EXERCISE AIM:
Drop the pictures, then extract the listing word for word.
****************
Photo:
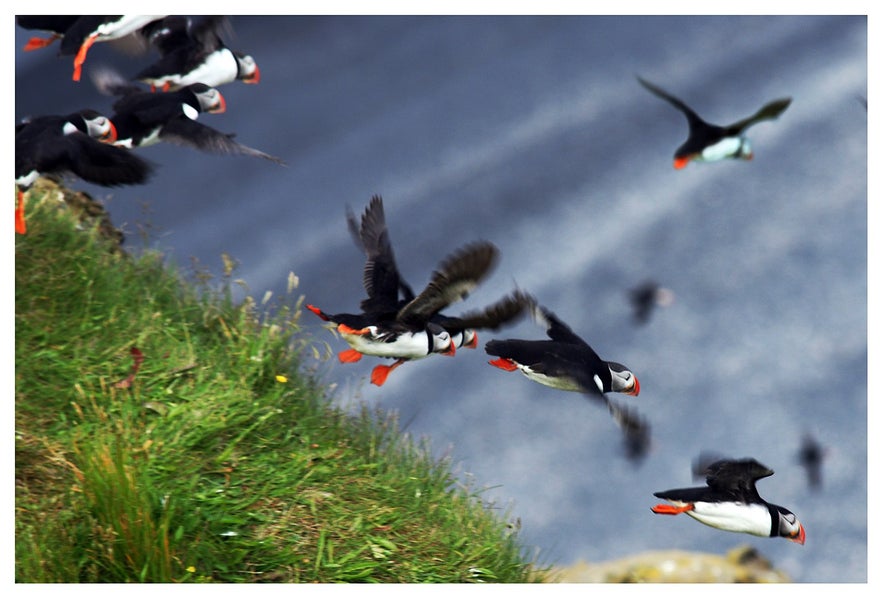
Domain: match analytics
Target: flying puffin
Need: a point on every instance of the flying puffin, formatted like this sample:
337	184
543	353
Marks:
****************
SOLVED PROBLEM:
Photo:
Domain: match analytics
Target: flying puffin
Need: a point on every instance of the flying puffin, formatted like this sample:
337	184
543	353
Marks:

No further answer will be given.